Exercise task
Starting at the line that contains "[mark] the church" and ending at the last line of the records, write out every line again. Shift each answer point coordinate up by 120, and leave all other numbers unchanged.
============================================================
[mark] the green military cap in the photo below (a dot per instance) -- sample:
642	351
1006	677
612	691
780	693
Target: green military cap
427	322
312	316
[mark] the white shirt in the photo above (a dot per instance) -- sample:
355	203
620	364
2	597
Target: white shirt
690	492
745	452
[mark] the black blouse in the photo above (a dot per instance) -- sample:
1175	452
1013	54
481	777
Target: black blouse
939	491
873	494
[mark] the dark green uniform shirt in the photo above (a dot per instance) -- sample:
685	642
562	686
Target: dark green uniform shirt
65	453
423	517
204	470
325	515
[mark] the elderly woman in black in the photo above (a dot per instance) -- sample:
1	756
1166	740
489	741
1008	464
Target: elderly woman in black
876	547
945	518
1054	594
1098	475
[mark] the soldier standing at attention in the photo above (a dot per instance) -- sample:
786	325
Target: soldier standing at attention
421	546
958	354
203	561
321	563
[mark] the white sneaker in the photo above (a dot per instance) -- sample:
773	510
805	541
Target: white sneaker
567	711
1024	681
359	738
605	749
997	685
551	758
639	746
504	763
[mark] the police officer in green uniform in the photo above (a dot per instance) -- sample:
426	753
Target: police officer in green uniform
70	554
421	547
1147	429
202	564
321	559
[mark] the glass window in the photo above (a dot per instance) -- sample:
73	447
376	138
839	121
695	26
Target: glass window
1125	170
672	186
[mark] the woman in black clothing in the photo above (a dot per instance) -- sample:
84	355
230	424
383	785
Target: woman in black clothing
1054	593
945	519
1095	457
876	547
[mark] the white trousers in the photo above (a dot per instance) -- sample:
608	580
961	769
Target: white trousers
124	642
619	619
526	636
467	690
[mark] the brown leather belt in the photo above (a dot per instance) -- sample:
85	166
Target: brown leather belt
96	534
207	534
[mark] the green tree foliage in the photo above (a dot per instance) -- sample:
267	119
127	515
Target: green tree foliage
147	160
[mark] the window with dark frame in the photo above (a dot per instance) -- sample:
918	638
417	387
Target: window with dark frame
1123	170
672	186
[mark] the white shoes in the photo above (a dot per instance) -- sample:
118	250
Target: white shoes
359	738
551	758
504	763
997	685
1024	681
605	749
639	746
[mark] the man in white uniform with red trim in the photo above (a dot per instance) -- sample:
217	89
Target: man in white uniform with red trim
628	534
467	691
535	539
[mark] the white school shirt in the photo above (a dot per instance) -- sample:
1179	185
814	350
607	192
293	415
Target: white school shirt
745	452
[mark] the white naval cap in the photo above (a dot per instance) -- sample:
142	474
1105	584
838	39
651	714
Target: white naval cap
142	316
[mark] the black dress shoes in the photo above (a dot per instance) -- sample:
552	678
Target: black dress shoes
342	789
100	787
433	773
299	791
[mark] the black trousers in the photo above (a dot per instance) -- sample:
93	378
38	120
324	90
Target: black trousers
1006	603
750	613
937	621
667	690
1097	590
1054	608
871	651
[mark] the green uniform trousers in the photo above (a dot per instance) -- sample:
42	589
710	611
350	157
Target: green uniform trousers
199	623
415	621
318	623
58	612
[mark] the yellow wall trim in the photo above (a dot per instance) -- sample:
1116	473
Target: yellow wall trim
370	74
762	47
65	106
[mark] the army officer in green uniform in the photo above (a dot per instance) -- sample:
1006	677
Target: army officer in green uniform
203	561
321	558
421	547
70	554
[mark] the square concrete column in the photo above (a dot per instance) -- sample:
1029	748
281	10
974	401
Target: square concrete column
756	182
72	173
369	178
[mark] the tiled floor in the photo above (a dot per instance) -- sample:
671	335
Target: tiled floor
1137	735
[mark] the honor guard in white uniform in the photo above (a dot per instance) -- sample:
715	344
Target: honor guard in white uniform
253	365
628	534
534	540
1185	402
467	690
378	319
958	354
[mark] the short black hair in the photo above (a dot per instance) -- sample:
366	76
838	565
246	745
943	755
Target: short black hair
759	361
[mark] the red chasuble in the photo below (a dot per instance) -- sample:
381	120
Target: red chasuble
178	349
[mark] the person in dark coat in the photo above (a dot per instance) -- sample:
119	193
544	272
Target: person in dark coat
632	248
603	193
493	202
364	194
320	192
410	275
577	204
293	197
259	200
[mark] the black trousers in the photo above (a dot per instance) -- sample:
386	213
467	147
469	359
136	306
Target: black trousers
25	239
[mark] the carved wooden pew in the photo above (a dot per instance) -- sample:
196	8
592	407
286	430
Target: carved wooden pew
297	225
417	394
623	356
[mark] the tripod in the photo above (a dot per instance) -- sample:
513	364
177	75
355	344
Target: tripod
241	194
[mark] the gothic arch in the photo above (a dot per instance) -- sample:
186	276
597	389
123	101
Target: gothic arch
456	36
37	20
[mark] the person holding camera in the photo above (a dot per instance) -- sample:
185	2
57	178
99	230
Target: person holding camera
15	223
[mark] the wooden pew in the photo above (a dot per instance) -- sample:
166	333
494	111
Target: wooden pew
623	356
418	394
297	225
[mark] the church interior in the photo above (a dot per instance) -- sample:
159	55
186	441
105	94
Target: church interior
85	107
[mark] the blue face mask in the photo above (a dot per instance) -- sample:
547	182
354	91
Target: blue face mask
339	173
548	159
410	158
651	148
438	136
============================================================
Final answer
[mark] the church interior in the photo above (a dot per instance) -- sample:
159	55
186	441
105	94
Target: church interior
205	227
[mark] the blue face mask in the photo above (a dot per instance) -- sample:
547	182
354	91
Target: blue face mask
459	293
668	279
530	278
771	268
558	256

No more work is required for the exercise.